◆ Problem description: Set down the line that contains "Guideline: the keypoint for each instance of the financing" and every line after it to the end of the entries, exactly as they stand and nothing more.

◆ Information provided:
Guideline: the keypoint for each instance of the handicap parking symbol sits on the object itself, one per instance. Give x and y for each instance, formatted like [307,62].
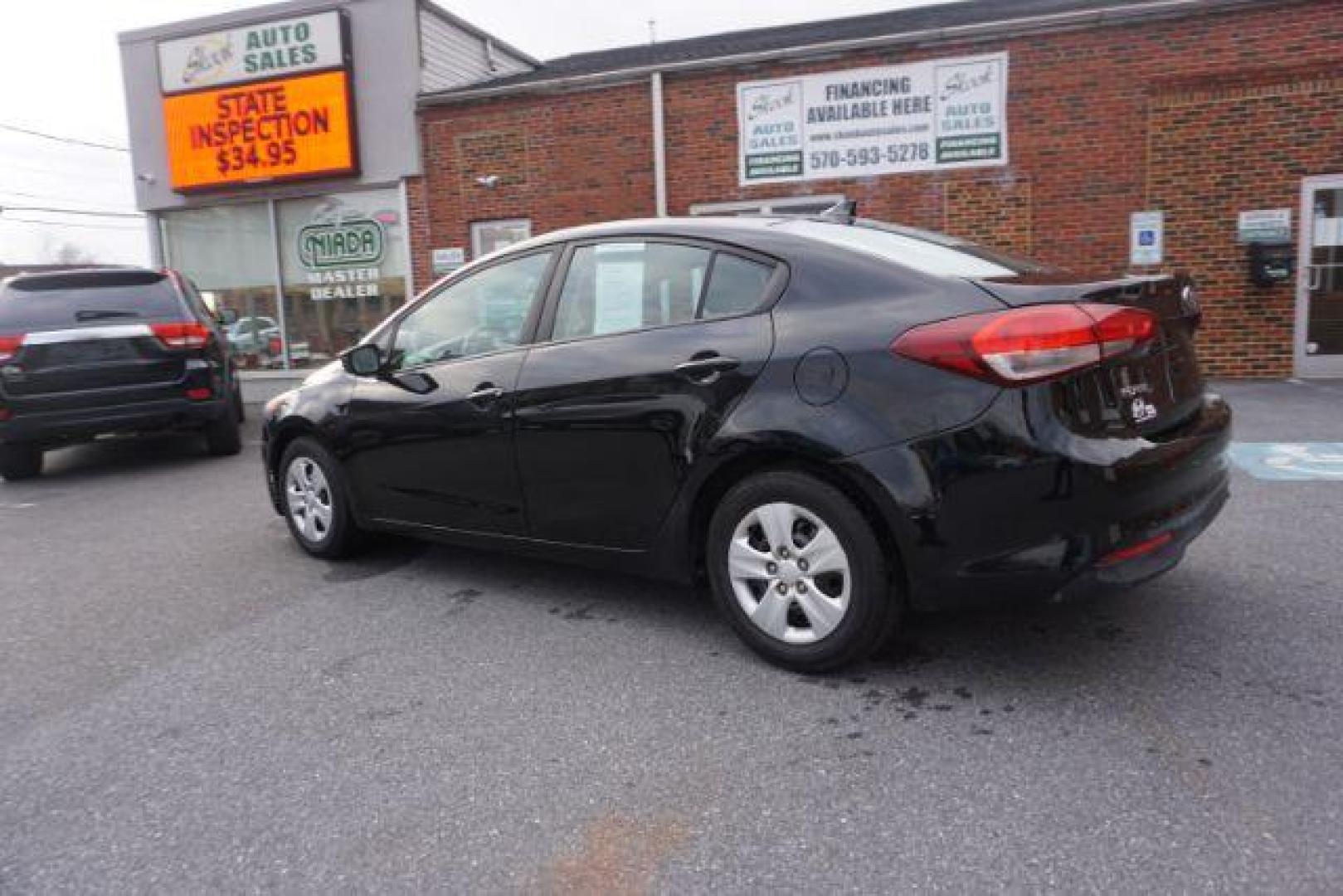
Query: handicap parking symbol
[1297,461]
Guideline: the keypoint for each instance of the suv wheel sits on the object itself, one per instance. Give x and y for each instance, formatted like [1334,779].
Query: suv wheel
[800,574]
[223,434]
[316,500]
[21,461]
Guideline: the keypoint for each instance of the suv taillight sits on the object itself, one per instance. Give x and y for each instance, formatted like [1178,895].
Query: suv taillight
[182,334]
[1028,344]
[10,347]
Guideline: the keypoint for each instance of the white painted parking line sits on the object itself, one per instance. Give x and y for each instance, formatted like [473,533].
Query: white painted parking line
[1291,461]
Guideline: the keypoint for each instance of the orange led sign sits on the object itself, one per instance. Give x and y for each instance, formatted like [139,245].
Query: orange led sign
[260,132]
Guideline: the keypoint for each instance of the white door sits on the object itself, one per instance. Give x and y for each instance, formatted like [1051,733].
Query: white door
[1319,297]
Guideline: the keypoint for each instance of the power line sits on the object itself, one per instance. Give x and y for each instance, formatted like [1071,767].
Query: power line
[62,140]
[73,212]
[69,223]
[6,191]
[82,173]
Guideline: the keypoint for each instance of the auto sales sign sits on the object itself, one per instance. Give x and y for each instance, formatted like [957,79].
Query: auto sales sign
[258,104]
[927,116]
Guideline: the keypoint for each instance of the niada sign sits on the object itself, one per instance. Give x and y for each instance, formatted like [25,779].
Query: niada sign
[251,52]
[342,250]
[946,113]
[340,245]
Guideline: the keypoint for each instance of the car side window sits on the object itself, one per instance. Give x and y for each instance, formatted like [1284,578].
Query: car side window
[737,285]
[620,286]
[481,314]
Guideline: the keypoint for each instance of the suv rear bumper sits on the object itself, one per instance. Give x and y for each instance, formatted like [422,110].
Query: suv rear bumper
[1015,505]
[58,427]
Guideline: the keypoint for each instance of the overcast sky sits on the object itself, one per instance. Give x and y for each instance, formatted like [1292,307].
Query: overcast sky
[61,74]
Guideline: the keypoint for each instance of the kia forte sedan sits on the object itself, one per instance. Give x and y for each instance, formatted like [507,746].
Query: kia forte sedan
[829,421]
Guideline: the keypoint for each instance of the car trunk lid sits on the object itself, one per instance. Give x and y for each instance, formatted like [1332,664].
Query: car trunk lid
[1146,391]
[89,334]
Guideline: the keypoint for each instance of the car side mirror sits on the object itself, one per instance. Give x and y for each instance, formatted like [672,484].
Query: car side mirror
[363,360]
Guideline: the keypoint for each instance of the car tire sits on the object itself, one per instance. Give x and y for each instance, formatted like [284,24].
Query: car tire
[21,462]
[316,500]
[800,574]
[223,434]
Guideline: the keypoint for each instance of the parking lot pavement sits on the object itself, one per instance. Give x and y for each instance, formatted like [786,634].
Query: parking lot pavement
[187,703]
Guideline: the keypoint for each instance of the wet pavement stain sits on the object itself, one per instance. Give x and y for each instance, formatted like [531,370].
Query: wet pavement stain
[380,562]
[343,668]
[620,856]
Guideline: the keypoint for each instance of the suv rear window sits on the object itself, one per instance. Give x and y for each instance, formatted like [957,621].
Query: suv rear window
[71,299]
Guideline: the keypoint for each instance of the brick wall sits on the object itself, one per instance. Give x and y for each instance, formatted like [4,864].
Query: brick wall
[1199,117]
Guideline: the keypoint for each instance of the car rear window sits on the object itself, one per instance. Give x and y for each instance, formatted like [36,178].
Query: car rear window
[924,251]
[73,299]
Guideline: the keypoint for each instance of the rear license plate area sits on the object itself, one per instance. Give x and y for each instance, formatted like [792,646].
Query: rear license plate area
[89,353]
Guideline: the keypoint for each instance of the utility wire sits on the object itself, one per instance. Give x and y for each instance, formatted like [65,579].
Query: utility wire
[62,140]
[73,212]
[70,223]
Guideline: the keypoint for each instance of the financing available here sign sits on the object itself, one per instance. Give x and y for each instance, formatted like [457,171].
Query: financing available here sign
[859,123]
[260,132]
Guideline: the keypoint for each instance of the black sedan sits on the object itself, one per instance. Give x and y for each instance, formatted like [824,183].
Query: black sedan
[829,419]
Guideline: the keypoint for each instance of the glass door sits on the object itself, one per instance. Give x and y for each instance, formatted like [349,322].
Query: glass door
[1319,305]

◆ Result:
Guideline: the keypoint for each instance of the financing available here sign sits on the object itself, one per instance. Give x and y for each instance, formatted like [457,171].
Query: financing available here sign
[859,123]
[260,132]
Guideline: the keypoint for each instance of the black sedan sits on the object itself, one per instance. Give x and y for each instance, formatted like [824,183].
Query: black sedan
[829,419]
Guideline: the keypoint for each instance of the glass door sits on the object itself, one per instance. Give x and y for each instance, formatted like [349,322].
Query: glass door
[1319,305]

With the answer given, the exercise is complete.